**Aim of the exercise:**
Once you have read the listing below, output it again exactly.

**Records for processing:**
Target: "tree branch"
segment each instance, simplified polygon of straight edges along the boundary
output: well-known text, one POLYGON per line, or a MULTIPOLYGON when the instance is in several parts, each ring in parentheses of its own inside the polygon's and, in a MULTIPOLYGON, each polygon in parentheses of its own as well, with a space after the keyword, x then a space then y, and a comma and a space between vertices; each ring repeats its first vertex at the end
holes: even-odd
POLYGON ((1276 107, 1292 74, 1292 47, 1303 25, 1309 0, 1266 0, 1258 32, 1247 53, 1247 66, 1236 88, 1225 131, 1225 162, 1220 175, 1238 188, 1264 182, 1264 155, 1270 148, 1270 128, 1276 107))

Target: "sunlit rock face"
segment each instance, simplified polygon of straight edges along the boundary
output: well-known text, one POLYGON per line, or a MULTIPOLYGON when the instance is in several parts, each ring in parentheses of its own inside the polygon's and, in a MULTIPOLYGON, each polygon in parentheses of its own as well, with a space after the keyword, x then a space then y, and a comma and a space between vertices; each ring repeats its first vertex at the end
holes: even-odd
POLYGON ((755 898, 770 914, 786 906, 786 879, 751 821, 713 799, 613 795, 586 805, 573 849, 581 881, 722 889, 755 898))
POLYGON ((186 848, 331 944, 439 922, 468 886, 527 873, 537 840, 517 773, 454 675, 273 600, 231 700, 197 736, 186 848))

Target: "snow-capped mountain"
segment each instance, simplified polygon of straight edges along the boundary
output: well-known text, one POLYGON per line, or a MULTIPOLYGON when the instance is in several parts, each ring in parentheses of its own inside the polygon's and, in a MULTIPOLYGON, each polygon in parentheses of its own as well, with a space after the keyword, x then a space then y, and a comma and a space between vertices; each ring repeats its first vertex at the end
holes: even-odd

**Problem solution:**
Target: "tree branch"
segment each instance, simplified polygon of straight edges along the boundary
output: well-known text, one POLYGON per line, or a MULTIPOLYGON when the instance is in several parts, each ring in parentheses of its own inside the polygon's and, in a MULTIPOLYGON, each polygon in parentheses of its own as well, with a space after the keyword, x then a space then y, and a comma and a space between vertices; each ring repeats its first vertex at the end
holes: even-odd
POLYGON ((1276 107, 1292 74, 1292 47, 1303 25, 1309 0, 1266 0, 1258 32, 1247 53, 1247 66, 1236 88, 1225 131, 1225 162, 1220 175, 1238 188, 1264 182, 1264 155, 1270 148, 1270 128, 1276 107))

Target: "sunlit rock face"
segment each instance, simplified polygon of straight edges along the boundary
output: well-known text, one POLYGON per line, or a MULTIPOLYGON when the instance is in several parts, each ring in parentheses of its own inside the polygon's and, in a MULTIPOLYGON, each polygon in parentheses of its own as well, with a space after the keyword, x then a space then y, and a comma and a space between vertices; each ring repeats its first vertex at the end
holes: even-odd
POLYGON ((755 898, 770 914, 786 906, 786 879, 751 821, 713 799, 613 795, 586 805, 573 849, 581 881, 722 889, 755 898))
POLYGON ((186 848, 331 944, 439 922, 468 886, 527 873, 537 840, 517 773, 454 675, 273 600, 231 700, 197 736, 186 848))

Target: "snow-capped mountain"
segment each instance, simplified polygon of straight edges along the boundary
output: well-known text, one POLYGON per line, or a MULTIPOLYGON when the instance is in several parts, each ring in parentheses of its own inside the polygon's and, in a MULTIPOLYGON, each polygon in parentheses of its own as well, with a space after the keyword, x then a space then y, and a comma and a space between vertices; each ring repeats its first vertex at the end
holes: even-odd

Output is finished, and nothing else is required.